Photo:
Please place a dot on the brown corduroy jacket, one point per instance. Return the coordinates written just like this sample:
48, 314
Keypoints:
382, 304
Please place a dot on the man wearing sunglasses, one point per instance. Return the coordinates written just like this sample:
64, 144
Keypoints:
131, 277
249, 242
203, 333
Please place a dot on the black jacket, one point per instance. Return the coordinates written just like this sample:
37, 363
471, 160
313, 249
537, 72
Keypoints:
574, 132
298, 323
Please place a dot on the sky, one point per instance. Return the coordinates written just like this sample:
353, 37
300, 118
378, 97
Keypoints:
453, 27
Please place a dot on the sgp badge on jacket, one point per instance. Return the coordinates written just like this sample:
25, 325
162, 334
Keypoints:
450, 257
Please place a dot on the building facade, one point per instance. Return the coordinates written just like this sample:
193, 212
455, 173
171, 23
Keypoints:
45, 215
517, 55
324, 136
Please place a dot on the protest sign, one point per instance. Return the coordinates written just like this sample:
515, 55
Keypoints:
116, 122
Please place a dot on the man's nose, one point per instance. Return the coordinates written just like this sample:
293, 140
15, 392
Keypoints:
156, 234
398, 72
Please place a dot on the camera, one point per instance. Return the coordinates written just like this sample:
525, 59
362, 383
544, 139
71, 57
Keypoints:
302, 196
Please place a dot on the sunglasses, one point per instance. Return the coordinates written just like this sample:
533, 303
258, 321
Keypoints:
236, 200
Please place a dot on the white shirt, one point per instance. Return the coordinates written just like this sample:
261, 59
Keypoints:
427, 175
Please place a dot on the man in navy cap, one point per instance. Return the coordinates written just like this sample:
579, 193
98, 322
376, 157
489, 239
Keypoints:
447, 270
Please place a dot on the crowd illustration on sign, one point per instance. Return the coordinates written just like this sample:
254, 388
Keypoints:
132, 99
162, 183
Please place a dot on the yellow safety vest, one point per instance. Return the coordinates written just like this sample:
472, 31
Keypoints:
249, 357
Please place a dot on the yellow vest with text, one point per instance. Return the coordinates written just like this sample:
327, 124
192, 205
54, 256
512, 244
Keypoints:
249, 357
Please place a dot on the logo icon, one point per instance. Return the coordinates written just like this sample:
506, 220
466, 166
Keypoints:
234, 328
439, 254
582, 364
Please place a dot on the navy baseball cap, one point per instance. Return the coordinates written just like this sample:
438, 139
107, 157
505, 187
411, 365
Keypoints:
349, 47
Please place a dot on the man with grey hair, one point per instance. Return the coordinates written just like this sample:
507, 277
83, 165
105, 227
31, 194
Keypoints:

Stated exercise
Transcribe each entry exactly.

Task result
Photo:
Please place a dot on the brown corduroy jacket, one point per instance. Return the coordinates written just like this sample:
48, 314
Keypoints:
382, 304
Please place a dot on the man wearing sunglasses, one point per instance. Return the coordinates written just like this sample:
64, 144
Keypoints:
131, 277
249, 242
203, 333
Please place a dot on the black jacket, one point per instance. Return the coordinates written just like this sample:
37, 363
471, 160
313, 249
537, 72
Keypoints:
574, 132
298, 323
Please place a dot on the sky, one point per instance. Return the coordinates written just like this sample:
353, 37
300, 118
378, 97
Keypoints:
453, 27
Please place a dot on the sgp badge on jacket, one point per instance. Return the coordinates written just like this sample:
25, 325
162, 334
Keypoints:
450, 257
Please place a dot on the building facade, one point per instance. Return the coordinates written just like this sample:
193, 212
455, 173
171, 23
Keypoints:
45, 215
517, 55
324, 136
Please place a dot on the protest sign, one point per instance. Return the coordinates written just like this sample:
515, 55
Keypoints:
116, 122
Please place a dot on the man's nose, one point per instance. Return the coordinates written just like this sample:
293, 140
15, 392
Keypoints:
156, 234
398, 72
Please place a dot on the camera, one point per instance. Return the coordinates written just like this sample:
525, 59
362, 383
544, 139
71, 57
Keypoints:
302, 196
Please place a dot on the sunglasses, one point per instance. Return the coordinates written just like this sample:
533, 303
258, 321
Keypoints:
236, 200
Please place a dot on the white shirt, one point per instance. Return the coordinates written just like this sample:
261, 59
Keypoints:
427, 175
Please place a dot on the man in navy cap, one point per instance. Return the coordinates written just like this sample:
579, 193
98, 322
376, 157
489, 239
Keypoints:
447, 270
Please place a dot on the crowd illustration on sign, one point per instance. Return the coordinates written just like this sample:
254, 388
Keypoints:
132, 99
162, 183
Please place a dot on the yellow safety vest, one point per instance. Return the coordinates written just like this sample:
472, 31
Keypoints:
249, 357
Please place a dot on the yellow vest with text, one point per instance. Return the coordinates written just like this sample:
327, 124
192, 205
54, 256
512, 244
Keypoints:
249, 357
Please place a dot on the logo icon, one point per instance. Return the coordinates written just like this sample:
506, 220
466, 166
Keypoints:
234, 328
439, 254
582, 364
Please place a dot on the navy baseball cap, one point per instance. Return the coordinates written just like this sample:
438, 139
107, 157
505, 187
411, 365
Keypoints:
349, 47
Please place a dot on the man with grey hair, one point per instance. Return the coordinates written just like this sample:
507, 277
83, 165
105, 227
31, 194
Keypoints:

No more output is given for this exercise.